• [Extrait du document]:
▼
Une réflexion sur les révolutions arabes : « Allah n’y est pour rien ! » d’Emmanuel Todd

 

 

Difficile, dans les mois qui suivent les révolutions tunisienne et égyptienne, de trouver des ouvrages qui traitent avec sérieux et recul, au-delà du simple compte-rendu journalistique, des événements qui ont secoué les sociétés de ce fameux « printemps arabe ». Peu avaient vu venir le changement. Mais parmi les personnalités qui peuvent se targuer d’avoir pressenti les bouleversements en germe dans plusieurs pays du Maghreb, on peut compter Emmanuel Todd, qui, en 2007, avait publié « Le rendez-vous des civilisations ». Cet ouvrage, basé principalement sur l’analyse de données statistiques, décrivait l’« entrée du monde arabe dans la modernité », prenant le contrepied de la pensée dominante centrée sur « l’exception arabe », l’existence d’un « homo islamicus », d’un « spectre islamiste » ou d’un choc des civilisations à la Huntington.

Invité sur le plateau de l’émission @rrêt sur images au mois de juin 2011, Emmanuel Todd a eu l’occasion d’offrir une explication plus détaillée des mécanismes décrits dans Le rendez-vous des civilisations, et de les développer, à la lumière des événements récents. Le livre Allah n’y est pour rien – Sur les révolutions arabes et quelques autres n’est autre que la transcription remaniée de l’émission. Tentative hybride entre l’oral et l’écrit, ce livre reprend l’argument-phare de Todd, à savoir que le développement de la liberté et de la rationalité dans la vie familiale est à l’origine des grands bouleversements dans l’ordre du politique.

Une analyse construite autour de trois grands axes

Les trois variables qui selon Todd en disent long sur l’évolution politique des pays arabes sont le niveau d’éducation, le taux de fécondité et le taux d’endogamie. Pourquoi ces variables en particulier ? On comprend facilement en quoi une alphabétisation croissante, « grand moteur du développement », « axe central de l’histoire humaine », ouvre la porte à la participation politique des citoyens. La baisse du taux de fécondité, elle, marque une modification des rapports entre hommes et femmes. Liée à l’alphabétisation des femmes, qui intervient avec un léger décalage par rapport à celle des hommes, la baisse du taux de fécondité entraîne une rupture des relations d’autorité, non seulement à l’échelle familiale, mais implicitement à l’échelle de toute une société, surtout dans le cas de sociétés patrilinéaires. Enfin, la dernière variable démographique dont l’évolution est indicatrice de changement est le taux de mariages endogames, qui reflète le changement de valeurs familiales. Ces valeurs jouent un rôle crucial : selon Todd, elles dépassent leur nature anthropologique et se transforment en véritable expression idéologique lors de crises révolutionnaires. L’hypothèse clé ici est l’idée qu’un glissement de valeurs dans le cadre privé se répercutera dans le cadre public. En effet, si l’on peut relier l’exogamie à l’idée d’irruption du citoyen, individu libre dans l’espace public autour de valeurs d’ouverture et de communication, et donc a fortiori à l’idée de démocratie, l’endogamie représente la fermeture du système familial et peut donc agir comme un frein par rapport à des dynamiques de démocratisation.
▲
• [Enregistrements]:
▼
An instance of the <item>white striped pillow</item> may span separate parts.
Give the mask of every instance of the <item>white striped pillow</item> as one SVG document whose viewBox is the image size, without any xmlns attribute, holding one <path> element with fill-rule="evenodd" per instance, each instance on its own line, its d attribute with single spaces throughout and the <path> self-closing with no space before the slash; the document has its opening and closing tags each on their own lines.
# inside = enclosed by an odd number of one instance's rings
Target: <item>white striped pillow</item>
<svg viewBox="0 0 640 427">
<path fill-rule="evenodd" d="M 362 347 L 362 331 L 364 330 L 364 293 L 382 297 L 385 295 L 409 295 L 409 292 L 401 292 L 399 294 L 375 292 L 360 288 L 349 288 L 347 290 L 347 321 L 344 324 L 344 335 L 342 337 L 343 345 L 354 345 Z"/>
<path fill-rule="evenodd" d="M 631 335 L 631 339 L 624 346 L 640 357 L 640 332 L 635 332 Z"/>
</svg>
▲
• [Vos tâches]:
1 - Répondez à ces questions sur l'extrait consacré aux révolutions arabes :
(a) En quelle année Emmanuel Todd a-t-il publié « Le rendez-vous des civilisations » ?
(b) Sur le plateau de quelle émission était-il invité en juin 2011 ?
(c) Quelles sont les trois variables qui, selon lui, en disent long sur l'évolution politique des pays arabes ?
2 - Citez mot pour mot le passage de l'extrait sur les révolutions arabes qui commence par « Invité sur le » et se poursuit jusqu'à « l’ordre du politique. ».
3 - Prolongez l'extrait sur les révolutions arabes à partir de sa dernière phrase.
Les enregistrements forment un matériau distinct de l'extrait.

• [Réponses finales]:
1 -
(a) En 2007.
(b) @rrêt sur images.
(c) Le niveau d'éducation, le taux de fécondité et le taux d'endogamie.

2 -
Invité sur le plateau de l’émission @rrêt sur images au mois de juin 2011, Emmanuel Todd a eu l’occasion d’offrir une explication plus détaillée des mécanismes décrits dans Le rendez-vous des civilisations, et de les développer, à la lumière des événements récents. Le livre Allah n’y est pour rien – Sur les révolutions arabes et quelques autres n’est autre que la transcription remaniée de l’émission. Tentative hybride entre l’oral et l’écrit, ce livre reprend l’argument-phare de Todd, à savoir que le développement de la liberté et de la rationalité dans la vie familiale est à l’origine des grands bouleversements dans l’ordre du politique.

3 -
Comment ces éléments d’analyse s’appliquent-ils à la Tunisie ? A l’Égypte ?

En Tunisie, l’alphabétisation de la jeunesse est quasi-universelle, avec des taux supérieurs à 90 ou 95%. Le taux de fécondité se situe actuellement autour de 1,9 enfants par femme, il est donc inférieur au taux français. Au vu de ces données, pourquoi le système n’a-t-il pas implosé plus tôt ? Pour le modèle tunisien, le taux d’endogamie fournit l’explication à ce retard à l’allumage démocratique. En effet, si le taux global de mariages endogames est longtemps resté fort, le taux par génération s’est récemment mis à dégringoler, élément corrélé au démarrage de la révolution selon Todd.

En Egypte, le taux d’alphabétisation est très élevé (même s’il reste inférieur à celui de la Tunisie), et le taux de fécondité se situe un peu en dessous de 3 enfants par femme. Quant à l’évolution du taux d’endogamie, il s’est effondré dans les 20 dernières années, pour tomber à des niveaux de l’ordre de 15%. Pour Todd, cela indique clairement que la société égyptienne est en train de se transformer et que la société sera plus individualiste et libérale, quelle que soit la forme transitoire du régime politique.

 

 

Qu’en est-il pour les autres pays du Moyen-Orient ?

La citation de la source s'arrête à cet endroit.